----- Data -----

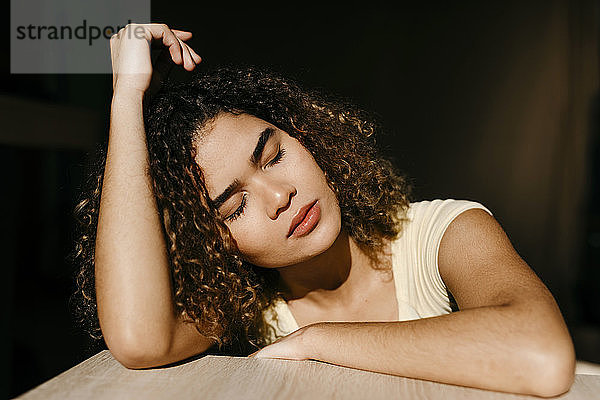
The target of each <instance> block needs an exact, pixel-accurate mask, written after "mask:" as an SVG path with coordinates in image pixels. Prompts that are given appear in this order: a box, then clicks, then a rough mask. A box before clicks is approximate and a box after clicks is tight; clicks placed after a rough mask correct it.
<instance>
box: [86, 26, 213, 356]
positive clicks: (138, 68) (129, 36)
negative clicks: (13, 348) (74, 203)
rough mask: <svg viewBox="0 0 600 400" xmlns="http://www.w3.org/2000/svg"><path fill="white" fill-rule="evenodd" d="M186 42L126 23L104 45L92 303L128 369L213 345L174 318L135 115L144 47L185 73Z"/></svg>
mask: <svg viewBox="0 0 600 400" xmlns="http://www.w3.org/2000/svg"><path fill="white" fill-rule="evenodd" d="M136 29H137V31H136ZM136 34H137V35H136ZM190 37H191V33H189V32H187V33H186V32H181V31H171V30H170V29H169V28H168V27H167V26H166V25H160V24H150V25H136V24H130V25H128V26H127V27H126V28H124V29H123V30H121V31H120V33H119V35H115V36H113V38H112V39H111V57H112V63H113V91H114V92H113V99H112V104H111V119H110V132H109V141H108V151H107V157H106V165H105V172H104V180H103V185H102V194H101V201H100V210H99V216H98V229H97V238H96V257H95V268H96V271H95V273H96V298H97V306H98V317H99V320H100V326H101V328H102V333H103V336H104V339H105V341H106V344H107V346H108V348H109V349H110V351H111V352H112V354H113V355H114V357H115V358H116V359H117V360H119V361H120V362H121V363H122V364H123V365H125V366H126V367H129V368H144V367H152V366H158V365H163V364H168V363H171V362H175V361H179V360H182V359H185V358H187V357H190V356H192V355H195V354H198V353H201V352H203V351H205V350H206V349H208V348H209V347H210V346H211V345H212V344H213V343H214V342H213V341H212V340H210V339H208V338H206V337H203V336H201V335H200V334H199V333H198V332H197V330H196V329H195V327H194V325H193V324H189V323H184V322H182V320H181V319H180V318H178V317H177V316H176V314H175V310H174V304H173V300H172V292H171V278H170V272H169V266H168V259H167V249H166V245H165V241H164V238H163V234H162V224H161V218H160V216H159V213H158V211H157V206H156V201H155V197H154V194H153V191H152V188H151V182H150V177H149V175H148V172H147V170H148V151H147V147H146V135H145V132H144V123H143V112H142V100H143V95H144V92H145V91H146V90H147V88H148V86H149V83H150V78H151V75H152V65H151V62H150V48H149V47H150V46H149V45H150V41H151V40H162V43H163V44H164V45H165V46H167V47H169V51H170V53H171V57H172V59H173V61H174V62H175V63H177V64H180V63H183V65H184V67H185V68H186V69H187V70H192V69H193V68H194V66H195V64H196V63H198V62H200V57H199V56H198V55H197V54H196V53H194V52H193V50H191V49H189V48H188V47H187V45H185V44H184V43H183V42H182V40H186V39H189V38H190ZM192 55H193V58H194V59H193V58H192Z"/></svg>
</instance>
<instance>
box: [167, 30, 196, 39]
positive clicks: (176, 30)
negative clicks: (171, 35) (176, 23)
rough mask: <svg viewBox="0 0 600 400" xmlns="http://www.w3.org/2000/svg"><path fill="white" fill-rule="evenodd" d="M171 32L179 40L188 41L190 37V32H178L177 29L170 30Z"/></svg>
mask: <svg viewBox="0 0 600 400" xmlns="http://www.w3.org/2000/svg"><path fill="white" fill-rule="evenodd" d="M171 31H172V32H173V33H174V34H175V36H177V37H178V38H179V39H181V40H188V39H190V38H191V37H192V32H189V31H180V30H178V29H171Z"/></svg>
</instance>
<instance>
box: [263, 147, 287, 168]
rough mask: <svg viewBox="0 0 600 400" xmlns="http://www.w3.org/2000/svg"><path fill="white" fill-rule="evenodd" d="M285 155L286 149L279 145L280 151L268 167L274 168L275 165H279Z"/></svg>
mask: <svg viewBox="0 0 600 400" xmlns="http://www.w3.org/2000/svg"><path fill="white" fill-rule="evenodd" d="M284 155H285V149H284V148H283V147H281V145H279V149H278V151H277V154H276V155H275V157H274V158H273V159H272V160H271V161H269V162H268V163H267V167H272V166H273V165H275V164H277V163H279V162H280V161H281V159H282V158H283V156H284Z"/></svg>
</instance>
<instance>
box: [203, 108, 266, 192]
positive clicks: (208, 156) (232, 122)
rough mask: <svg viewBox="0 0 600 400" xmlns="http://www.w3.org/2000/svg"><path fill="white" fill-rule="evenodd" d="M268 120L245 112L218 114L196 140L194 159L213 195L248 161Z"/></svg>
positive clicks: (240, 172)
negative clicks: (239, 113) (197, 138)
mask: <svg viewBox="0 0 600 400" xmlns="http://www.w3.org/2000/svg"><path fill="white" fill-rule="evenodd" d="M266 127H273V125H271V124H269V123H268V122H266V121H264V120H262V119H260V118H256V117H254V116H252V115H249V114H240V115H233V114H229V113H221V114H219V115H218V116H217V117H216V118H215V120H214V121H213V122H211V123H210V124H208V125H207V126H206V127H205V129H204V132H203V134H202V135H200V138H199V139H198V141H197V142H196V162H197V163H198V165H199V166H200V168H202V171H203V172H204V178H205V183H206V186H207V189H208V190H209V192H210V193H211V195H214V194H215V192H216V191H217V190H223V189H224V188H225V187H227V185H229V184H230V183H231V181H233V179H235V178H238V177H239V176H240V173H241V172H242V171H243V169H244V168H245V167H246V166H248V165H249V159H250V155H251V154H252V151H253V150H254V147H255V146H256V141H257V140H258V137H259V136H260V134H261V132H262V131H263V130H264V129H265V128H266Z"/></svg>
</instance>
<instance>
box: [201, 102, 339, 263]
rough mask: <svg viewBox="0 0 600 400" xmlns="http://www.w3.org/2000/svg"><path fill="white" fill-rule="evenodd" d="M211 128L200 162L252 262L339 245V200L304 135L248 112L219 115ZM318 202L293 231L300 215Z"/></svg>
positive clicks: (211, 195) (222, 211)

-----

**Task prompt**:
Please repeat all of the lines above with "coarse mask" substituted for every "rough mask", leaving everything else unchanged. Omit the pictures.

**Result for this task**:
The target of each <instance> block needs an exact, pixel-accurate mask, written after "mask:" as an SVG path with coordinates in image pixels. Prompts that are given appear in this order: a box, then clicks, then a coarse mask. A box before clicks is approximate and a box after clicks is tight; clicks placed after a coarse mask correct it.
<instance>
box: [86, 26, 213, 356]
positive clicks: (138, 68) (129, 36)
negative clicks: (13, 348) (74, 203)
coarse mask: <svg viewBox="0 0 600 400" xmlns="http://www.w3.org/2000/svg"><path fill="white" fill-rule="evenodd" d="M186 42L126 23L104 45L92 303L128 369L213 345L174 318L135 115L144 47L185 73Z"/></svg>
mask: <svg viewBox="0 0 600 400" xmlns="http://www.w3.org/2000/svg"><path fill="white" fill-rule="evenodd" d="M136 29H137V31H136ZM136 34H137V35H136ZM190 37H191V33H189V32H187V33H186V32H181V31H171V30H170V29H169V28H168V27H167V26H166V25H160V24H150V25H136V24H130V25H128V26H127V27H126V28H124V29H123V30H121V31H120V33H119V35H115V36H113V38H112V39H111V57H112V63H113V91H114V92H113V99H112V104H111V119H110V132H109V141H108V151H107V157H106V165H105V172H104V180H103V185H102V194H101V201H100V210H99V216H98V229H97V238H96V257H95V268H96V271H95V273H96V298H97V306H98V317H99V320H100V326H101V328H102V333H103V336H104V339H105V341H106V344H107V346H108V348H109V349H110V351H111V352H112V354H113V355H114V357H115V358H116V359H117V360H119V361H120V362H121V363H122V364H123V365H125V366H126V367H129V368H144V367H152V366H158V365H163V364H168V363H171V362H175V361H179V360H182V359H185V358H187V357H190V356H192V355H195V354H198V353H201V352H203V351H205V350H206V349H208V348H209V347H210V346H211V345H212V344H213V343H214V342H213V341H212V340H210V339H208V338H206V337H203V336H201V335H200V334H199V333H198V332H197V330H196V329H195V327H194V325H193V324H189V323H184V322H182V320H181V319H180V318H178V317H177V316H176V314H175V310H174V304H173V300H172V292H171V278H170V272H169V266H168V259H167V249H166V245H165V241H164V238H163V234H162V224H161V218H160V216H159V213H158V211H157V206H156V201H155V197H154V194H153V191H152V188H151V182H150V177H149V175H148V172H147V170H148V151H147V147H146V135H145V132H144V123H143V112H142V100H143V95H144V92H145V91H146V90H147V88H148V86H149V83H150V78H151V75H152V65H151V62H150V48H149V47H150V46H149V45H150V41H151V40H162V43H163V44H164V45H165V46H167V47H169V51H170V53H171V57H172V59H173V61H174V62H175V63H177V64H180V63H183V65H184V67H185V68H186V69H187V70H192V69H193V68H194V66H195V64H196V63H198V62H200V57H199V56H198V55H197V54H196V53H194V52H193V50H191V49H189V48H188V47H187V45H185V44H184V43H183V42H182V40H186V39H189V38H190ZM192 55H193V58H194V59H193V58H192Z"/></svg>
</instance>
<instance>
box: [167, 30, 196, 39]
positive clicks: (176, 30)
negative clicks: (171, 35) (176, 23)
coarse mask: <svg viewBox="0 0 600 400" xmlns="http://www.w3.org/2000/svg"><path fill="white" fill-rule="evenodd" d="M171 32L179 40L188 41L190 37V32H178L177 29L170 30Z"/></svg>
mask: <svg viewBox="0 0 600 400" xmlns="http://www.w3.org/2000/svg"><path fill="white" fill-rule="evenodd" d="M171 31H172V32H173V33H174V34H175V36H177V37H178V38H179V39H181V40H188V39H190V38H191V37H192V32H189V31H180V30H178V29H171Z"/></svg>
</instance>
<instance>
box: [263, 147, 287, 168]
coarse mask: <svg viewBox="0 0 600 400" xmlns="http://www.w3.org/2000/svg"><path fill="white" fill-rule="evenodd" d="M285 155L286 149L279 145L280 151L268 167L274 168L275 165H279Z"/></svg>
mask: <svg viewBox="0 0 600 400" xmlns="http://www.w3.org/2000/svg"><path fill="white" fill-rule="evenodd" d="M284 155H285V149H284V148H283V147H281V145H279V149H278V151H277V154H276V155H275V157H274V158H273V159H272V160H271V161H269V162H268V163H267V167H272V166H273V165H275V164H277V163H279V162H280V161H281V159H282V158H283V156H284Z"/></svg>
</instance>
<instance>
box: [203, 108, 266, 192]
positive clicks: (208, 156) (232, 122)
coarse mask: <svg viewBox="0 0 600 400" xmlns="http://www.w3.org/2000/svg"><path fill="white" fill-rule="evenodd" d="M268 120L245 112L218 114L196 140L194 159L213 195L248 161Z"/></svg>
positive clicks: (240, 172)
negative clicks: (239, 113) (197, 138)
mask: <svg viewBox="0 0 600 400" xmlns="http://www.w3.org/2000/svg"><path fill="white" fill-rule="evenodd" d="M266 127H273V125H271V124H269V123H268V122H266V121H264V120H262V119H260V118H256V117H254V116H252V115H249V114H240V115H233V114H229V113H221V114H219V115H218V116H217V117H216V118H215V120H214V121H213V122H211V123H210V124H208V125H207V126H206V127H205V129H204V132H203V134H202V135H200V138H199V139H198V141H197V142H196V162H197V163H198V165H199V166H200V168H202V171H203V172H204V178H205V183H206V186H207V189H208V190H209V192H210V193H211V195H214V194H215V192H216V191H217V190H223V189H224V188H225V187H227V185H229V184H230V183H231V181H233V179H235V178H238V177H239V176H240V173H241V172H242V171H243V169H244V168H245V167H246V166H248V165H249V159H250V155H251V154H252V151H253V150H254V147H255V146H256V141H257V140H258V137H259V136H260V134H261V132H262V131H263V130H264V129H265V128H266Z"/></svg>
</instance>
<instance>
box: [201, 102, 339, 263]
coarse mask: <svg viewBox="0 0 600 400" xmlns="http://www.w3.org/2000/svg"><path fill="white" fill-rule="evenodd" d="M211 128L200 162L252 262L339 245V200L304 135L248 112L219 115ZM318 202L293 231L300 215Z"/></svg>
positive clicks: (211, 195) (222, 211)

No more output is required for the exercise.